** START OF Listing **
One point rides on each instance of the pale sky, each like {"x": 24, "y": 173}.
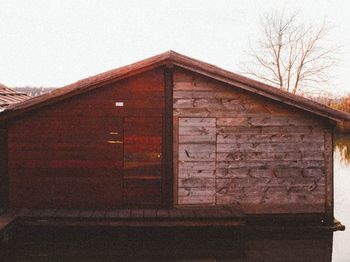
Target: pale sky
{"x": 54, "y": 43}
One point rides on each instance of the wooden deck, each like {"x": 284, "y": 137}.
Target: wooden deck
{"x": 132, "y": 217}
{"x": 182, "y": 217}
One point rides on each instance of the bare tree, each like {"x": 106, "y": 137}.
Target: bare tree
{"x": 290, "y": 55}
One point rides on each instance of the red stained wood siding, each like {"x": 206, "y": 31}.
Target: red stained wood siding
{"x": 84, "y": 152}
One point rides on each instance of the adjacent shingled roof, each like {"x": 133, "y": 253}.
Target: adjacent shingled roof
{"x": 9, "y": 96}
{"x": 172, "y": 58}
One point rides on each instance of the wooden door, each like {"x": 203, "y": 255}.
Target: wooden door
{"x": 142, "y": 179}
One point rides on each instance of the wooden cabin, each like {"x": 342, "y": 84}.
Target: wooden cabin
{"x": 169, "y": 132}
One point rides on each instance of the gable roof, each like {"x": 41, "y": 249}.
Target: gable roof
{"x": 9, "y": 96}
{"x": 172, "y": 58}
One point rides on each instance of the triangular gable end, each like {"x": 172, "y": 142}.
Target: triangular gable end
{"x": 172, "y": 58}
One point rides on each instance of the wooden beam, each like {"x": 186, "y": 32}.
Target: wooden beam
{"x": 3, "y": 170}
{"x": 167, "y": 185}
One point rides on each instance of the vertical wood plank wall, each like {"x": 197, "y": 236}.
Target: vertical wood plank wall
{"x": 238, "y": 148}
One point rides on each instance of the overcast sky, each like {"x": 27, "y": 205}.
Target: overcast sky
{"x": 53, "y": 43}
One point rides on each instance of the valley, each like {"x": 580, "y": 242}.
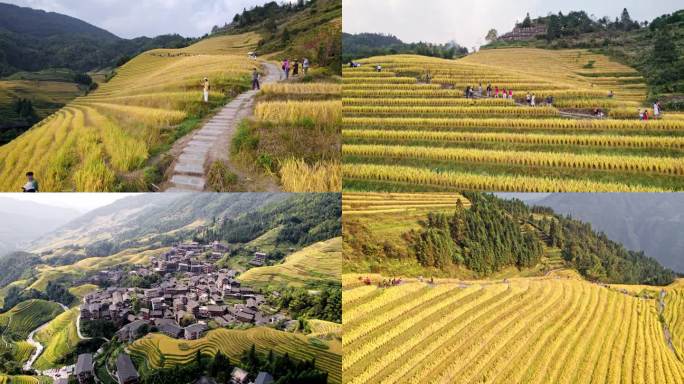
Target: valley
{"x": 219, "y": 285}
{"x": 142, "y": 124}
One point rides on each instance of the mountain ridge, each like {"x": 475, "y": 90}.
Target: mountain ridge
{"x": 646, "y": 222}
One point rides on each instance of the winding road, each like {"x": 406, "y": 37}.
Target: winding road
{"x": 38, "y": 346}
{"x": 212, "y": 142}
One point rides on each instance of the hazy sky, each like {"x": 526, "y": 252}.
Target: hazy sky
{"x": 134, "y": 18}
{"x": 467, "y": 22}
{"x": 82, "y": 202}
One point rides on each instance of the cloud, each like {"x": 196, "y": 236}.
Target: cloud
{"x": 467, "y": 22}
{"x": 133, "y": 18}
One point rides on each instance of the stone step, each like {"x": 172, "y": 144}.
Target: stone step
{"x": 190, "y": 182}
{"x": 201, "y": 138}
{"x": 188, "y": 157}
{"x": 190, "y": 168}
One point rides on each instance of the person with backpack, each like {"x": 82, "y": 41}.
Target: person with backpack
{"x": 286, "y": 69}
{"x": 255, "y": 80}
{"x": 31, "y": 185}
{"x": 207, "y": 88}
{"x": 295, "y": 71}
{"x": 305, "y": 66}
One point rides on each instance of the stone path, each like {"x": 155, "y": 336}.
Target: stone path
{"x": 189, "y": 169}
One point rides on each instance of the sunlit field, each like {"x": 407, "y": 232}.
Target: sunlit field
{"x": 101, "y": 141}
{"x": 410, "y": 127}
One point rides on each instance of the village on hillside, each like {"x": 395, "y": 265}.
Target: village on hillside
{"x": 191, "y": 297}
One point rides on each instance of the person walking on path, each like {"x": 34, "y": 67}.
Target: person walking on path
{"x": 286, "y": 68}
{"x": 295, "y": 72}
{"x": 305, "y": 66}
{"x": 31, "y": 185}
{"x": 207, "y": 88}
{"x": 255, "y": 80}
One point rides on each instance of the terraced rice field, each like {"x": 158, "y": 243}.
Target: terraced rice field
{"x": 545, "y": 330}
{"x": 96, "y": 142}
{"x": 28, "y": 315}
{"x": 674, "y": 302}
{"x": 59, "y": 338}
{"x": 158, "y": 350}
{"x": 308, "y": 115}
{"x": 403, "y": 132}
{"x": 354, "y": 204}
{"x": 25, "y": 379}
{"x": 322, "y": 328}
{"x": 319, "y": 262}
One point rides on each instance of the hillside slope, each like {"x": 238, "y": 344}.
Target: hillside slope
{"x": 39, "y": 219}
{"x": 102, "y": 142}
{"x": 409, "y": 128}
{"x": 32, "y": 40}
{"x": 656, "y": 48}
{"x": 308, "y": 29}
{"x": 558, "y": 329}
{"x": 649, "y": 222}
{"x": 318, "y": 263}
{"x": 145, "y": 215}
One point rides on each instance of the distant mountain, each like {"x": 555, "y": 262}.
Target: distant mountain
{"x": 129, "y": 219}
{"x": 376, "y": 44}
{"x": 23, "y": 221}
{"x": 300, "y": 29}
{"x": 653, "y": 223}
{"x": 33, "y": 40}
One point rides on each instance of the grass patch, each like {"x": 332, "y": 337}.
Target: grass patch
{"x": 220, "y": 178}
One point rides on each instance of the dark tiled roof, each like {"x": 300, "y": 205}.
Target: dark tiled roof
{"x": 264, "y": 378}
{"x": 84, "y": 363}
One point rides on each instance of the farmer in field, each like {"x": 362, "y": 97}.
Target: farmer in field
{"x": 31, "y": 185}
{"x": 286, "y": 68}
{"x": 255, "y": 80}
{"x": 305, "y": 66}
{"x": 207, "y": 87}
{"x": 295, "y": 72}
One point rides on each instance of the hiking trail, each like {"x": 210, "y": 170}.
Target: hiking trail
{"x": 212, "y": 142}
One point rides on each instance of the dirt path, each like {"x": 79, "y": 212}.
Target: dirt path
{"x": 212, "y": 142}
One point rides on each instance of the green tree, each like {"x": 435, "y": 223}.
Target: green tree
{"x": 527, "y": 23}
{"x": 492, "y": 35}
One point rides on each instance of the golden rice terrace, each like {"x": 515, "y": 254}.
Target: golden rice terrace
{"x": 410, "y": 127}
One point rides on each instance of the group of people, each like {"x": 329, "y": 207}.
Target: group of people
{"x": 390, "y": 283}
{"x": 645, "y": 115}
{"x": 288, "y": 67}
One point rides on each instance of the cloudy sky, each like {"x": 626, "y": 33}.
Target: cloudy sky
{"x": 133, "y": 18}
{"x": 82, "y": 202}
{"x": 467, "y": 22}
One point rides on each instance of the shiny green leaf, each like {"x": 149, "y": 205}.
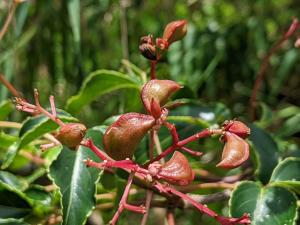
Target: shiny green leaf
{"x": 76, "y": 182}
{"x": 266, "y": 151}
{"x": 287, "y": 174}
{"x": 270, "y": 205}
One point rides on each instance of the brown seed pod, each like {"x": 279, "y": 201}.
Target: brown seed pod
{"x": 176, "y": 171}
{"x": 235, "y": 151}
{"x": 237, "y": 127}
{"x": 71, "y": 134}
{"x": 123, "y": 136}
{"x": 159, "y": 90}
{"x": 175, "y": 31}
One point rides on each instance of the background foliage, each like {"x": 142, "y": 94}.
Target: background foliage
{"x": 62, "y": 47}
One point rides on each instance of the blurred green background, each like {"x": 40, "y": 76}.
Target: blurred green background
{"x": 53, "y": 45}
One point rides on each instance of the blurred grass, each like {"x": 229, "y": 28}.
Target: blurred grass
{"x": 53, "y": 45}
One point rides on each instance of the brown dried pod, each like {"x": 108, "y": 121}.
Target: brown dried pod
{"x": 237, "y": 127}
{"x": 123, "y": 136}
{"x": 159, "y": 90}
{"x": 175, "y": 31}
{"x": 71, "y": 134}
{"x": 176, "y": 171}
{"x": 147, "y": 48}
{"x": 235, "y": 151}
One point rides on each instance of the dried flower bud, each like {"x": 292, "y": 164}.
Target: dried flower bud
** END OF Listing **
Your task: Return the whole listing above word for word, from its first line through its last, leaving out the pictures.

Output for this exercise:
One point rides on each instance of the pale sky, each like {"x": 24, "y": 173}.
Target: pale sky
{"x": 54, "y": 43}
One point rides on each instance of the wooden deck, each like {"x": 284, "y": 137}.
Target: wooden deck
{"x": 132, "y": 217}
{"x": 182, "y": 217}
One point rides on each instance of the bare tree, each like {"x": 106, "y": 137}.
Target: bare tree
{"x": 290, "y": 55}
One point rides on each instance of the red stained wood siding, each like {"x": 206, "y": 31}.
Target: red stained wood siding
{"x": 84, "y": 152}
One point rides on each instance of the adjacent shingled roof, each like {"x": 133, "y": 253}.
Target: adjacent shingled roof
{"x": 9, "y": 96}
{"x": 172, "y": 58}
One point rides on each instance of the wooden door, each like {"x": 203, "y": 255}.
Target: wooden door
{"x": 142, "y": 179}
One point rides on each instance of the wooden cabin, each like {"x": 342, "y": 84}.
Target: wooden cabin
{"x": 169, "y": 132}
One point rides on each instance of the gable roof, each like {"x": 41, "y": 249}.
Target: gable roof
{"x": 9, "y": 96}
{"x": 172, "y": 58}
One point rides on each instance of the triangular gable end, each like {"x": 172, "y": 142}.
Target: triangular gable end
{"x": 172, "y": 58}
One point rides on each instance of the wooden beam, each like {"x": 186, "y": 32}.
Target: wooden beam
{"x": 3, "y": 170}
{"x": 167, "y": 185}
One point rides on each instance of the vertical wood plank wall, each like {"x": 197, "y": 236}.
Target: vertical wood plank wall
{"x": 238, "y": 148}
One point rides on each instance of the overcast sky, each like {"x": 27, "y": 205}.
Target: overcast sky
{"x": 53, "y": 43}
One point rides on each instance of the valley, each like {"x": 580, "y": 242}.
Target: valley
{"x": 219, "y": 285}
{"x": 142, "y": 124}
One point rides on each instance of the mountain ridge, each like {"x": 475, "y": 90}.
Target: mountain ridge
{"x": 646, "y": 222}
One point rides on each instance of the winding road, each like {"x": 406, "y": 37}.
Target: winding road
{"x": 38, "y": 346}
{"x": 212, "y": 142}
One point rides on each instance of the hazy sky, each like {"x": 526, "y": 252}.
Target: hazy sky
{"x": 134, "y": 18}
{"x": 467, "y": 22}
{"x": 82, "y": 202}
One point rides on each instance of the cloud, each like {"x": 196, "y": 236}.
Target: cloud
{"x": 467, "y": 22}
{"x": 133, "y": 18}
One point rides on each instance of the stone step, each like {"x": 172, "y": 144}.
Target: stone step
{"x": 190, "y": 182}
{"x": 201, "y": 138}
{"x": 188, "y": 157}
{"x": 190, "y": 168}
One point rides on each instance of the person with backpack, each like {"x": 82, "y": 41}.
Target: person with backpack
{"x": 286, "y": 69}
{"x": 255, "y": 80}
{"x": 31, "y": 185}
{"x": 207, "y": 88}
{"x": 295, "y": 71}
{"x": 305, "y": 66}
One point rides on each instance of the stone path, each like {"x": 155, "y": 336}.
Target: stone path
{"x": 189, "y": 169}
One point rides on each instance of the sunlit field, each like {"x": 407, "y": 232}.
Target: sunlit field
{"x": 101, "y": 141}
{"x": 410, "y": 127}
One point rides on each instance of the village on hillside, each like {"x": 395, "y": 265}.
Target: village on hillside
{"x": 191, "y": 297}
One point rides on each instance of the person walking on path, each like {"x": 34, "y": 67}.
Target: person walking on path
{"x": 286, "y": 68}
{"x": 295, "y": 72}
{"x": 305, "y": 66}
{"x": 31, "y": 185}
{"x": 207, "y": 88}
{"x": 255, "y": 80}
One point rides on each instance of the terraced rice field, each like {"x": 158, "y": 243}.
Target: terraced rice field
{"x": 545, "y": 330}
{"x": 96, "y": 142}
{"x": 28, "y": 315}
{"x": 674, "y": 302}
{"x": 59, "y": 338}
{"x": 158, "y": 350}
{"x": 308, "y": 115}
{"x": 403, "y": 132}
{"x": 354, "y": 204}
{"x": 25, "y": 379}
{"x": 322, "y": 328}
{"x": 319, "y": 262}
One point rides on each instance of the hillside slope, each like {"x": 238, "y": 344}.
Target: hillside slope
{"x": 39, "y": 219}
{"x": 102, "y": 142}
{"x": 409, "y": 128}
{"x": 32, "y": 40}
{"x": 656, "y": 48}
{"x": 308, "y": 29}
{"x": 558, "y": 329}
{"x": 649, "y": 222}
{"x": 318, "y": 263}
{"x": 145, "y": 215}
One point rides on each instance of the distant mountain, each like {"x": 555, "y": 262}.
Target: distant mountain
{"x": 129, "y": 219}
{"x": 376, "y": 44}
{"x": 23, "y": 221}
{"x": 300, "y": 29}
{"x": 653, "y": 223}
{"x": 33, "y": 40}
One point rides on each instance of the grass patch, each like {"x": 332, "y": 337}.
Target: grass patch
{"x": 220, "y": 178}
One point rides on each instance of the dark tiled roof, each like {"x": 300, "y": 205}.
Target: dark tiled roof
{"x": 264, "y": 378}
{"x": 84, "y": 363}
One point rides on each instance of the farmer in field, each like {"x": 362, "y": 97}.
Target: farmer in field
{"x": 31, "y": 185}
{"x": 286, "y": 68}
{"x": 255, "y": 80}
{"x": 305, "y": 66}
{"x": 207, "y": 87}
{"x": 295, "y": 72}
One point rides on each instance of the hiking trail, each like {"x": 210, "y": 170}.
Target: hiking trail
{"x": 212, "y": 142}
One point rides on each instance of the dirt path, each like {"x": 79, "y": 212}.
Target: dirt path
{"x": 212, "y": 142}
One point rides on each instance of the green tree, each like {"x": 435, "y": 223}.
Target: green tree
{"x": 527, "y": 23}
{"x": 492, "y": 35}
One point rides on each instance of the golden rice terrace, each like {"x": 515, "y": 254}.
Target: golden rice terrace
{"x": 410, "y": 127}
One point rides on each instance of the group of people, each like {"x": 329, "y": 207}.
Target: group of people
{"x": 390, "y": 283}
{"x": 645, "y": 115}
{"x": 288, "y": 67}
One point rides on each instance of the cloudy sky, each like {"x": 626, "y": 33}.
Target: cloudy sky
{"x": 133, "y": 18}
{"x": 82, "y": 202}
{"x": 467, "y": 22}
One point rides on each instance of the shiny green leaf, each like {"x": 149, "y": 205}.
Target: shiny green leaf
{"x": 76, "y": 182}
{"x": 266, "y": 151}
{"x": 287, "y": 174}
{"x": 270, "y": 205}
One point rides on each instance of the brown seed pod, each like {"x": 279, "y": 201}.
Target: brown seed pod
{"x": 176, "y": 171}
{"x": 235, "y": 151}
{"x": 237, "y": 127}
{"x": 71, "y": 134}
{"x": 123, "y": 136}
{"x": 159, "y": 90}
{"x": 175, "y": 31}
One point rides on each instance of the background foliage, each like {"x": 142, "y": 94}.
Target: background foliage
{"x": 62, "y": 47}
One point rides on each instance of the blurred green background, each like {"x": 40, "y": 76}.
Target: blurred green background
{"x": 53, "y": 45}
One point rides on each instance of the blurred grass, each like {"x": 229, "y": 28}.
Target: blurred grass
{"x": 53, "y": 45}
One point rides on each instance of the brown dried pod, each like {"x": 108, "y": 121}.
Target: brown dried pod
{"x": 237, "y": 127}
{"x": 123, "y": 136}
{"x": 159, "y": 90}
{"x": 175, "y": 31}
{"x": 71, "y": 134}
{"x": 176, "y": 171}
{"x": 147, "y": 48}
{"x": 235, "y": 151}
One point rides on each instance of the dried flower bud, each like {"x": 292, "y": 164}.
Target: dried flower bud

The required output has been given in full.